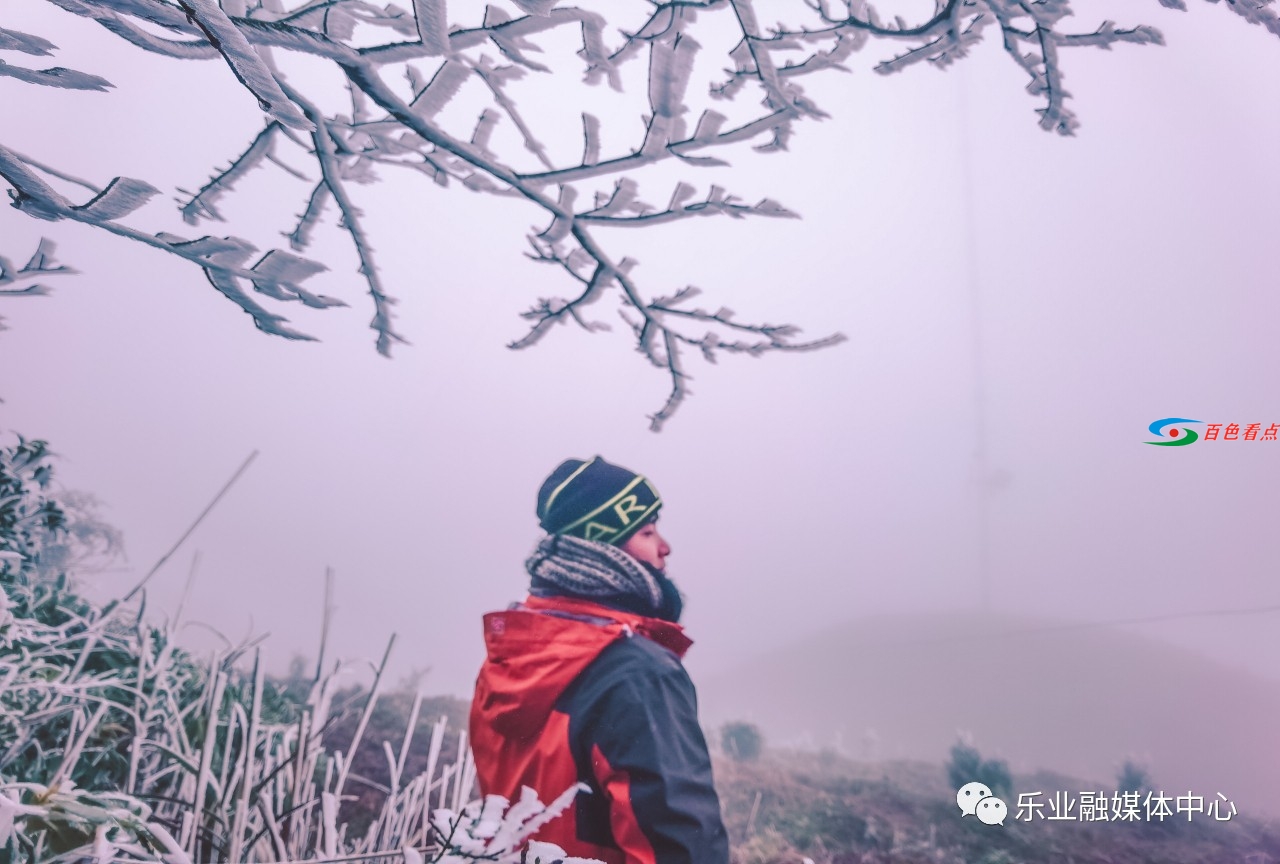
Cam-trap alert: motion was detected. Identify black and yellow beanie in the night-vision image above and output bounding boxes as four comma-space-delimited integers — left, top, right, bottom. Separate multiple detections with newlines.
538, 456, 662, 545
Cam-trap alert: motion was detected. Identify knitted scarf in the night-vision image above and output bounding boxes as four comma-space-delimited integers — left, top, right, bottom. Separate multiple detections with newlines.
525, 534, 682, 622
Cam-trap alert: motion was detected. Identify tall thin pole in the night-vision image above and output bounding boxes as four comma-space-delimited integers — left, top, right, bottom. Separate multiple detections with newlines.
956, 65, 991, 612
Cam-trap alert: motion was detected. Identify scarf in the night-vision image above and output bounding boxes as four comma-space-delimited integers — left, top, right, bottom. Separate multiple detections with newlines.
525, 534, 684, 622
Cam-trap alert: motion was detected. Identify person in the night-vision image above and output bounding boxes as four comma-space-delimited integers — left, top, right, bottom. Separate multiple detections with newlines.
470, 456, 728, 864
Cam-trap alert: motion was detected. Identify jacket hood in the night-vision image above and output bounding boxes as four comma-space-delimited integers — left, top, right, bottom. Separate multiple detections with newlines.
472, 596, 692, 739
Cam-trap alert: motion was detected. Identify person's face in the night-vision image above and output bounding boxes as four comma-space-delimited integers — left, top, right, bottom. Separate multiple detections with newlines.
618, 520, 671, 570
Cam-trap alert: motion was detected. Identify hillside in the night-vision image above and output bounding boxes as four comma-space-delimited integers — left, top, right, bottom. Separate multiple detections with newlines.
699, 616, 1280, 815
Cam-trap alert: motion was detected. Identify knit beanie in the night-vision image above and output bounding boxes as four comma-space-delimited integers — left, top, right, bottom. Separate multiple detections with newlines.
538, 456, 662, 545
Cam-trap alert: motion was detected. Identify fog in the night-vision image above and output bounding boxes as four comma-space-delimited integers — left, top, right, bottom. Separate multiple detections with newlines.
0, 3, 1280, 809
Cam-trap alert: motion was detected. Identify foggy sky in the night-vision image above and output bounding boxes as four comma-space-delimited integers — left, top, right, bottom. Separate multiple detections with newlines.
0, 3, 1280, 803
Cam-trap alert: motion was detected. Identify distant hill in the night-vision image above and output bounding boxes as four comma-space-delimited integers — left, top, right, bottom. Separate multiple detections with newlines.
699, 614, 1280, 817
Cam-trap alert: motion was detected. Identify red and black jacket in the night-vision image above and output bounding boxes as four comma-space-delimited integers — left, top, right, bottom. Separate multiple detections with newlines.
471, 596, 728, 864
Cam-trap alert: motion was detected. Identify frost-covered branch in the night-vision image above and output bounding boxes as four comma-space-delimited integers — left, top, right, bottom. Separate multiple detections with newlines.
0, 0, 1280, 428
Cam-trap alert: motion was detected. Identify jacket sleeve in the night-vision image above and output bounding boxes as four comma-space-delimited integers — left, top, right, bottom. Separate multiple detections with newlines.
590, 666, 728, 864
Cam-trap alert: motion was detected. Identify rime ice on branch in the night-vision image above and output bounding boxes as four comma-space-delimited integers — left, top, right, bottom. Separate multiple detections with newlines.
0, 0, 1280, 430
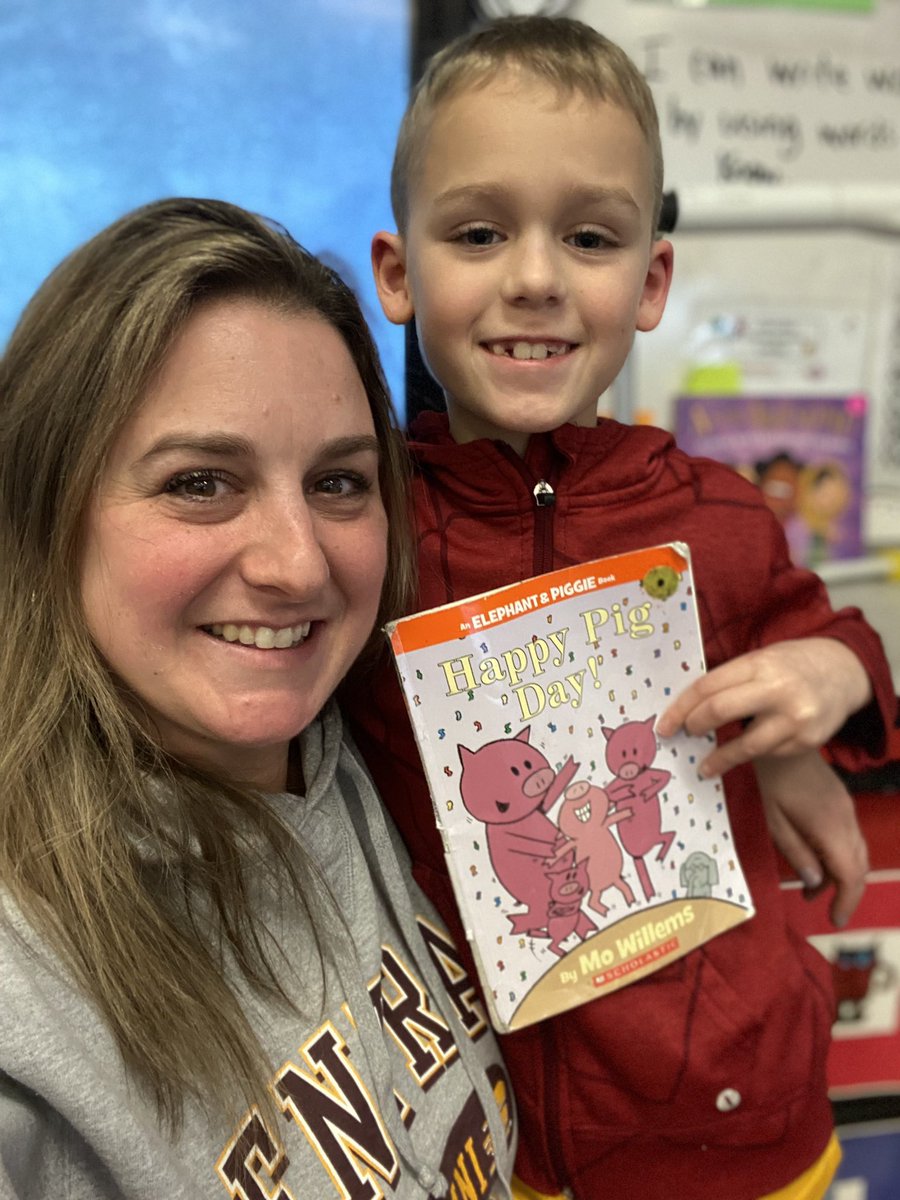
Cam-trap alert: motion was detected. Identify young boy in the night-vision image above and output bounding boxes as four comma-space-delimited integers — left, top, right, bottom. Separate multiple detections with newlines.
348, 17, 895, 1200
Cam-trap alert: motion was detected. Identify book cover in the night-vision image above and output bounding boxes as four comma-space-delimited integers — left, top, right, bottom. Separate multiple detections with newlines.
388, 544, 754, 1032
674, 395, 866, 568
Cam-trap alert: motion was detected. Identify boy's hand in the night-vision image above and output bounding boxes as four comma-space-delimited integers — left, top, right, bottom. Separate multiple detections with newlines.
656, 637, 872, 776
754, 750, 869, 929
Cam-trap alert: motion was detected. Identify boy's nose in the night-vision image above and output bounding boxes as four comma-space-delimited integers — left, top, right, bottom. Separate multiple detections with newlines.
240, 499, 331, 601
504, 233, 565, 304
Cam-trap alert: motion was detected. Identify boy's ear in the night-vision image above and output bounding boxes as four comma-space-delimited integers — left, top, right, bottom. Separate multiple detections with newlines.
372, 230, 414, 325
635, 238, 674, 334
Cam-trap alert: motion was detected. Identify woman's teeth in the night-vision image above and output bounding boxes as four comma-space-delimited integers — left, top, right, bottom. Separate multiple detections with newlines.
491, 342, 569, 360
204, 620, 310, 650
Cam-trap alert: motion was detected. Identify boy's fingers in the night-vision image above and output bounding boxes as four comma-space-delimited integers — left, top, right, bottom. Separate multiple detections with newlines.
766, 805, 824, 894
700, 714, 798, 779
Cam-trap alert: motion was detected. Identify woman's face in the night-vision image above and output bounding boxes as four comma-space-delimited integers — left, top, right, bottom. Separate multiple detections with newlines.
80, 300, 388, 788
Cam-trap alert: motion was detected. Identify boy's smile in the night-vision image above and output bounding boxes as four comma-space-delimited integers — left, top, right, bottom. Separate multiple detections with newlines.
372, 71, 672, 452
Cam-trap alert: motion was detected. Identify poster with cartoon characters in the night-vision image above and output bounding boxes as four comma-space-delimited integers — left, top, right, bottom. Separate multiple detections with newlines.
388, 544, 754, 1032
676, 395, 866, 569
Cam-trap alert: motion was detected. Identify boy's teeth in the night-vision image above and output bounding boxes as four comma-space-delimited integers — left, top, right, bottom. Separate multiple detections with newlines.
491, 342, 565, 361
205, 620, 310, 650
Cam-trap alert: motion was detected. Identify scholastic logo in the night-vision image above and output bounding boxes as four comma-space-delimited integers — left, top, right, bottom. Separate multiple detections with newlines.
590, 937, 682, 988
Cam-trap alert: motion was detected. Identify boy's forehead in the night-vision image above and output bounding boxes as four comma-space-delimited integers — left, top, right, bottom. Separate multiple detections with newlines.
410, 68, 652, 219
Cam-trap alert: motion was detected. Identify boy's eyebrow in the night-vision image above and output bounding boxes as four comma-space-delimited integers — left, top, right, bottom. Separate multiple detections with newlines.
434, 184, 641, 212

◆ ◆ ◆ ◆

# [DO THIS]
Which lines of the listing above contain the string "person", with case counting? Copy each of those lines in full.

# [WRITTEN RESPONSE]
Cam-trap alert: motion was detected. Identify person in the night-vision image above and output bounding boxes as four comma-space-delimited integers — left, top, right, bottom. Separate multiple detections with newlines.
Cam-trap alert: motion was detected. Identify person's face in the night-vision image above and output bounding boxes as four comma-space-delimited integers — left, top, right, bottom. Separate multiple detections with newlines.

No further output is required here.